--- EXTRACTED RECORDS ---

---*---

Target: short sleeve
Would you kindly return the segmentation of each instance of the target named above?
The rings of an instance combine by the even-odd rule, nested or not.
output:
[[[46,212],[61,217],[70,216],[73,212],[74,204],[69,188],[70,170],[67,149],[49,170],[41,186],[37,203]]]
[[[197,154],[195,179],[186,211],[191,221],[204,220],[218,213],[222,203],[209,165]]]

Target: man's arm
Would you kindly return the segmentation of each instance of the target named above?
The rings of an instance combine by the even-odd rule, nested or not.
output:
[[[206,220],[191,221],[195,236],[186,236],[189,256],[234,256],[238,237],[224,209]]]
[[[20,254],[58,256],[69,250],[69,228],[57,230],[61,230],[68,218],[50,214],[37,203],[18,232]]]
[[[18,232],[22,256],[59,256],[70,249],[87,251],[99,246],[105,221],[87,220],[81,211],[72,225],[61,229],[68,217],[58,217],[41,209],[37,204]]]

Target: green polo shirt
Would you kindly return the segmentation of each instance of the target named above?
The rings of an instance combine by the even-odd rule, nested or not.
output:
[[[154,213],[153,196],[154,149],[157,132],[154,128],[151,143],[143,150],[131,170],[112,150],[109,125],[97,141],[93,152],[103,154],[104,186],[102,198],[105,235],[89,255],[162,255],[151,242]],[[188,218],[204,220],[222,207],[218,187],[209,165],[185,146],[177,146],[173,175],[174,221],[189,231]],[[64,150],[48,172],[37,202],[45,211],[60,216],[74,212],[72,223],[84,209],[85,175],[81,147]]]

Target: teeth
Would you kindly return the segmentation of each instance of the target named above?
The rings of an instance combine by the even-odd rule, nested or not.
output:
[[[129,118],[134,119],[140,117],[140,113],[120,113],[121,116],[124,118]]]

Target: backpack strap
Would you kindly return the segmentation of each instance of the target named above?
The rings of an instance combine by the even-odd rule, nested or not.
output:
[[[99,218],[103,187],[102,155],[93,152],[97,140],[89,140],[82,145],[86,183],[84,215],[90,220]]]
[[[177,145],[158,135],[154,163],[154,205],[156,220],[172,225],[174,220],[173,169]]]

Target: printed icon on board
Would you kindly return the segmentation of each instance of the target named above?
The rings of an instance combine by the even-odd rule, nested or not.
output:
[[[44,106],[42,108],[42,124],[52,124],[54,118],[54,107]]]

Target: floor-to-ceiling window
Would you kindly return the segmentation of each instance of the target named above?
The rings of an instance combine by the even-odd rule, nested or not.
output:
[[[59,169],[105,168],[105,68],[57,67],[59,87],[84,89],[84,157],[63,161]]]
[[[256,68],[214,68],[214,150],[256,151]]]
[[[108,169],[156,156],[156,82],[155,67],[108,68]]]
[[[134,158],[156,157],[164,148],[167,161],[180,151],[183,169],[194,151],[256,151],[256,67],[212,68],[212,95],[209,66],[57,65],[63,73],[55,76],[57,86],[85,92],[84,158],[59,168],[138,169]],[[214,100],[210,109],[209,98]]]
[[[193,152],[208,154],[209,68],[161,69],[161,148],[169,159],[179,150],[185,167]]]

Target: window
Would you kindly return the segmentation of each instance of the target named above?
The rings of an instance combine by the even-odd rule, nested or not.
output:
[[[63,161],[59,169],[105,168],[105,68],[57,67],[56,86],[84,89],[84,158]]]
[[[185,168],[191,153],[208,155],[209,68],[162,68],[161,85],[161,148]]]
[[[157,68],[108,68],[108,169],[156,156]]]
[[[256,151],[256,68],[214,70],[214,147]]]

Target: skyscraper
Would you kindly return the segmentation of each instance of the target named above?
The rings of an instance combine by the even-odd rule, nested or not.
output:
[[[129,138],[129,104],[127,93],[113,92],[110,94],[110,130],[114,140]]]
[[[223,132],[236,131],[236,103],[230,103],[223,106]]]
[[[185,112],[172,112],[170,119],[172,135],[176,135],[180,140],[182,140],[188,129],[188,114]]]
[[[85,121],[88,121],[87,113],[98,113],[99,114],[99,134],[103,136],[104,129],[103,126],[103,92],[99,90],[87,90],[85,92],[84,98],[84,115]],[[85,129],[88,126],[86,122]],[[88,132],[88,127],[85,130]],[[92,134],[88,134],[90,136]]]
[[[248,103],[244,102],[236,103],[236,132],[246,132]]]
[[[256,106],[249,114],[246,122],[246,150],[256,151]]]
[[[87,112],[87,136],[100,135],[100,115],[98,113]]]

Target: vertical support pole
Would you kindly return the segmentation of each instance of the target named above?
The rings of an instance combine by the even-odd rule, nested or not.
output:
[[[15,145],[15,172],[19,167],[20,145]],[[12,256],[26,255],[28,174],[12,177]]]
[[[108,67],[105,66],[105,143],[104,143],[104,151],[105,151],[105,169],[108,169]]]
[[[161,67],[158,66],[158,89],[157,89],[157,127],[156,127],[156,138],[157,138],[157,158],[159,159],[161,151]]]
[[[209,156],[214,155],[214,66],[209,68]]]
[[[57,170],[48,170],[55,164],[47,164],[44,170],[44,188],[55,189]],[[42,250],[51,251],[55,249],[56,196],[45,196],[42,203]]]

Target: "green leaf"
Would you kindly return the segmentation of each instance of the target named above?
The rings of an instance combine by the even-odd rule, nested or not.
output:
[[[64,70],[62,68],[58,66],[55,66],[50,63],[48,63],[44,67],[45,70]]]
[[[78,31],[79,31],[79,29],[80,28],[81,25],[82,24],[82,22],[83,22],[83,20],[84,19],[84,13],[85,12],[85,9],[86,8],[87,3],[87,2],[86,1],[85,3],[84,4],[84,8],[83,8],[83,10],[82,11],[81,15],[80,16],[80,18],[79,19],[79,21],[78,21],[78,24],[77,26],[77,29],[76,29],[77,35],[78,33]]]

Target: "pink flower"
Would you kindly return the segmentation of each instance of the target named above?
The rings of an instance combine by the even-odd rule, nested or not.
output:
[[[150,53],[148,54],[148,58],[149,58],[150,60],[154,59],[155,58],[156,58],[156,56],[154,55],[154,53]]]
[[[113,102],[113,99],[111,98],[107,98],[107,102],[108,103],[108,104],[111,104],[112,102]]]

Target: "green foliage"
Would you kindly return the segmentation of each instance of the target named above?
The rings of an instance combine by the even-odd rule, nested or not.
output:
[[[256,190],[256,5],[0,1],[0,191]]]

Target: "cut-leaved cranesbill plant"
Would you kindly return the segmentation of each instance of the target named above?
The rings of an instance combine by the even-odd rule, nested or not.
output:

---*---

Copy out all of the rows above, word for word, with nothing left out or changed.

--- RESPONSE BELOW ---
Target: short sleeve
Would you kindly return the segmentation of each instance of the target named above?
The rings of an instance combine by the even-odd rule, nested or not.
output:
[[[46,212],[61,217],[70,216],[73,212],[74,204],[69,188],[70,170],[67,149],[49,170],[41,186],[37,203]]]
[[[197,154],[195,179],[186,211],[191,221],[204,220],[218,213],[222,203],[209,165]]]

Target: man's arm
Would you kindly return the segmentation of each instance of the target named above?
The rings of an instance combine by the even-odd rule, nested or not.
output:
[[[206,220],[191,221],[195,236],[186,236],[189,256],[234,256],[238,237],[224,209]]]
[[[20,254],[58,256],[69,250],[69,228],[57,230],[61,230],[68,218],[50,214],[37,203],[18,232]]]
[[[18,232],[22,256],[59,256],[70,249],[87,251],[99,246],[105,221],[87,220],[81,211],[72,225],[61,229],[68,217],[58,217],[41,209],[37,204]]]

Target: green polo shirt
Would you kindly return the segmentation of each instance of the target named above?
The rings of an instance combine by the even-odd rule, nested or not.
output:
[[[154,213],[153,196],[154,149],[157,132],[154,128],[151,143],[143,150],[131,170],[112,150],[109,125],[97,141],[93,152],[103,154],[104,186],[102,198],[105,235],[89,255],[162,255],[151,242]],[[188,218],[204,220],[222,207],[218,187],[209,165],[185,146],[177,146],[173,175],[174,221],[189,231]],[[64,150],[48,172],[37,202],[45,211],[60,216],[74,212],[72,223],[84,209],[85,175],[81,147]]]

Target: teeth
Would you kindly return the segmentation of each instance of the target named above?
The rings of an instance combine by the even-odd rule, nested or not.
output:
[[[129,118],[134,119],[140,117],[140,113],[120,113],[121,116],[124,118]]]

Target: backpack strap
Would you kindly return the segmentation of each instance of the target named above?
The rings of an instance combine by the even-odd rule, nested or not.
output:
[[[99,218],[103,187],[102,155],[93,152],[97,140],[89,140],[82,145],[86,183],[84,215],[90,220]]]
[[[177,145],[158,135],[154,163],[154,205],[156,220],[172,225],[174,220],[173,169]]]

Target: printed icon on board
Would you kindly return the segmentation of each instance of the target named above?
The rings of an instance combine by the even-odd rule, nested or not.
output:
[[[44,106],[42,108],[42,124],[52,124],[54,118],[54,107]]]

Target: floor-to-ceiling window
Would you kindly return the segmentation of each instance of the target named above?
The rings of an instance combine by the even-odd rule, nested or not.
output:
[[[59,169],[105,168],[105,68],[57,67],[59,87],[84,89],[84,157],[63,161]]]
[[[256,68],[214,68],[214,150],[256,151]]]
[[[108,169],[156,156],[156,82],[155,67],[108,68]]]
[[[134,158],[156,157],[164,148],[167,161],[180,151],[183,169],[194,151],[256,151],[256,67],[212,68],[212,95],[209,66],[57,65],[63,73],[55,76],[57,86],[85,92],[84,158],[59,168],[138,169]],[[214,100],[210,109],[209,98]]]
[[[193,152],[208,154],[209,68],[161,69],[161,148],[169,159],[179,150],[185,167]]]

Target: window
Would you kindly return the segmentation of each instance of the target named above?
The rings of an instance combine by the even-odd rule, nested or not.
output:
[[[63,161],[59,169],[105,168],[105,68],[57,67],[56,86],[84,89],[84,158]]]
[[[185,168],[191,153],[208,155],[209,68],[162,68],[161,85],[161,148]]]
[[[157,68],[108,68],[108,169],[156,156]]]
[[[256,151],[256,68],[214,70],[214,147]]]

Target: skyscraper
Would you kindly return the segmentation of each instance of the target named above?
The rings of an instance combine by the even-odd rule, nested or not.
output:
[[[129,138],[129,104],[127,93],[113,92],[110,94],[110,130],[114,140]]]
[[[223,132],[236,131],[236,103],[230,103],[223,106]]]
[[[185,112],[172,112],[170,119],[172,135],[176,135],[180,140],[182,140],[188,129],[188,114]]]
[[[85,121],[88,121],[87,113],[98,113],[99,114],[99,134],[103,136],[104,129],[103,126],[103,92],[99,90],[87,90],[85,92],[84,98],[84,115]],[[85,129],[88,126],[86,122]],[[88,132],[88,127],[85,130]],[[92,134],[88,134],[90,136]]]
[[[248,103],[244,102],[236,103],[236,132],[246,132]]]
[[[256,106],[249,114],[246,122],[246,150],[256,151]]]
[[[87,112],[87,136],[100,135],[100,115],[98,113]]]

Target: vertical support pole
Would you kindly return the segmentation of each instance of the target named above?
The rings of an instance combine by the even-odd rule, nested or not.
output:
[[[15,145],[15,172],[19,167],[20,145]],[[12,256],[26,255],[28,174],[12,177]]]
[[[108,67],[105,66],[105,143],[104,143],[104,151],[105,151],[105,169],[108,169]]]
[[[161,67],[158,66],[158,89],[157,89],[157,127],[156,127],[156,138],[157,138],[157,158],[159,159],[161,151]]]
[[[209,156],[214,155],[214,66],[209,68]]]
[[[57,170],[48,170],[55,164],[47,164],[44,170],[44,188],[55,189]],[[42,250],[51,251],[55,249],[56,196],[45,196],[42,203]]]

Target: "green leaf"
Would you kindly return the segmentation of each instance of the target named above?
The rings of an instance combine by the even-odd rule, nested or not.
output:
[[[64,70],[62,68],[58,66],[55,66],[50,63],[48,63],[44,67],[45,70]]]
[[[78,31],[79,31],[79,29],[80,28],[81,25],[82,24],[82,22],[83,22],[83,20],[84,19],[84,13],[85,12],[85,9],[86,8],[87,3],[87,2],[86,1],[85,3],[84,4],[84,8],[83,8],[83,10],[82,11],[81,15],[80,16],[80,18],[79,19],[79,21],[78,21],[78,24],[77,26],[77,29],[76,29],[77,35],[78,33]]]

Target: "pink flower"
Would you kindly return the segmentation of each instance of the target named above?
The rings of an instance combine by the even-odd rule, nested or not.
output:
[[[150,53],[148,54],[148,58],[149,58],[150,60],[154,59],[155,58],[156,58],[156,56],[154,55],[154,53]]]
[[[113,102],[113,99],[111,98],[107,98],[107,102],[108,103],[108,104],[111,104],[112,102]]]

Target: "green foliage"
Would you kindly return the segmentation of each instance of the target named above?
The rings of an instance combine by the even-odd rule, nested or not.
output:
[[[256,190],[256,5],[0,1],[0,191]]]

Target: "cut-leaved cranesbill plant"
Would you kindly return the segmentation of each instance of the target named above?
The rings of an instance combine by the even-odd rule, nested or not.
output:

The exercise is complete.